--- START EXCERPTED PASSAGE ---

US7144492B2

US7144492B2 - Assembly comprised of joined conductive components having cataphoretic paint layer and process for manufacture thereof

Info

Publication number: US7144492B2
Application number: US11/140,036
Authority: US
Inventors: Wolfgang Becker; Alfred Fuchs; Klaus Goth; Markus Knoeller; Dirk Lindenau; Claus-Dieter Reiniger; Daniel Zauner
Original assignee: DaimlerChrysler AG
Current assignee: Mercedes Benz Group AG
Priority date: 2004-05-27
Filing date: 2005-05-27
Publication date: 2006-12-05
Anticipated expiration: 2025-05-27
Also published as: US20050266264A1; JP2005336616A; US20070074974A1; DE102004025931B3

Abstract

The application of anti-corrosion base coating by cataphoretic painting (KTL) is well known in manufacturing automobile body parts. However the cataphoretic paint can penetrate only incompletely or possibly not at all into the gap in the contact areas of the components joined to each other. This type of gap is conventionally scaled following cataphoretic painting, in order to ensure corrosion protection for the entire assembly. The present invention makes it possible to dispense with the sealing in the production of an assembly of joined conductive components and nevertheless to ensure a sufficient corrosion protection. By introducing topographic changes in the components projecting from their surface in the known contact areas and then joining these components, they are spaced apart by the projecting topographic changes in such a manner that during cataphoretic painting the paint wets the entire surface of the assembly.

Description

BACKGROUND OF THE INVENTION

1. Field of the Invention

The invention concerns an assembly comprised of joined conductive components coated with cataphoretic paint, and a processes for production thereof. A process of this general type is already known from DE 44 35 050 A1.

2. Related Art of the Invention

The application of anti-corrosive base coats by cataphoretic painting (KTL) is known to those working in automobile body production. An example thereof can be found in DE 44 35 050 A1. However, a narrow gap occurs, in particular in the contact area of joined components, in which the cataphoretic coating can penetrate only incompletely, or not at all. For this reason this type of gap is conventionally treated with a sealant following KTL, in order to ensure a corrosion protection for the total assembly. This type of sealing material behaves highly variably and frequently unpredictably with respect to it's adhesion to the KTL coated and not coated assembly surfaces, and thus, a checking of adhesiveness is an indispensable part of quality control. Both the sealing as well as the adhesion checking involve supplemental process steps, which are associated with supplemental costs.

--- END EXCERPTED PASSAGE ---

(TASK SET)
1. List every inventor named in the cataphoretic paint patent text.
2. According to the cataphoretic paint patent text, which earlier publication already describes a process of this general type?
3. Continue the cataphoretic paint patent text from the point where it stops.

--- START DATA PROVIDED ---

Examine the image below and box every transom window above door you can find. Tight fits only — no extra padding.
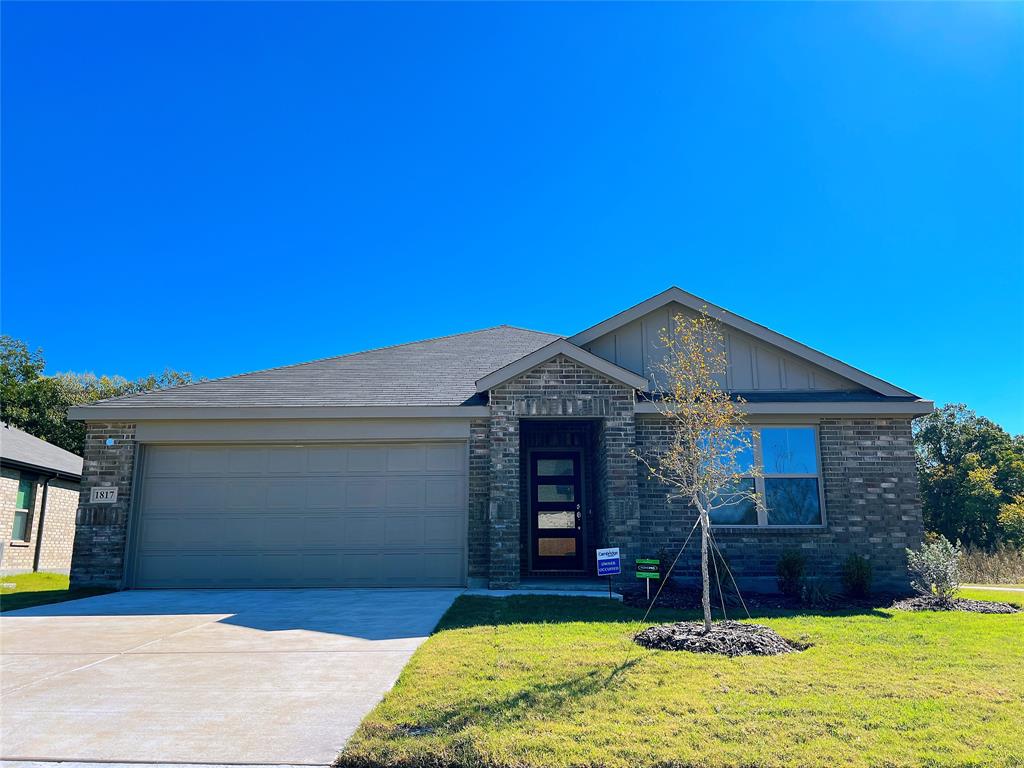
[711,426,824,527]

--- END DATA PROVIDED ---

(OUTPUTS IN ORDER)
1. Wolfgang Becker, Alfred Fuchs, Klaus Goth, Markus Knoeller, Dirk Lindenau, Claus-Dieter Reiniger, Daniel Zauner

2. DE 44 35 050 A1

3.
In the case of pre-coated sheet metal, in particular zinc coated sheet metal as likewise used in the automobile industry, the coating material has a significantly lower boiling point than the melting point of the sheet metal material. Thereby, during welding of this type of sheet metal, explosion like vaporization of coating material can occur at the overlap joint, which strongly compromises the quality of the joint.

For improving the joining quality it has already been proposed to use spacers to produce a narrow gap between the sheets, in order to allow the vaporized coating material to escape. As spacers, suitable topographic changes of the sheet metal can be produced by laser impacting of the surface according to DE 10241593 A1.

SUMMARY OF THE INVENTION

The task of the present invention is thus comprised of reducing the number of process steps for the production of an assembly of joined conductive components, in particular with which the sealing step can be omitted.

DETAILED DESCRIPTION OF THE INVENTION

With regard to the process to be provided for corrosion protection of an assembly of conductive components joined to each other by cataphoretic painting (KTL), the task is inventively solved thereby, that topographical changes projecting from the surface are produced on the components at their known contact areas, that the components are joined, wherein they are spaced apart by the projecting topographic changes in such a manner that during the cataphoretic painting the paint wets the entire surface of the assembly.

The contact area is known beforehand either from simulation or by empirical examination. The term “contact area” is used herein to refer to both the areas of solid joining, that is, welding areas, as well as also assembly areas, in which the individual components due to their geometry, arrangement or possibly their state of stress lie close to each other in such a manner that cataphoretic painting is impeded.

The introduced topographical changes provide in the contact area a sufficient accessibility to all component surfaces in such a manner that during cataphoretic painting the cataphoretic paint reaches all, that is, also the inner surfaces of the assembly, and wets these and therewith provides effective corrosion protection. A subsequent sealing is thus likewise dispensable, as well as the checking of adhesiveness.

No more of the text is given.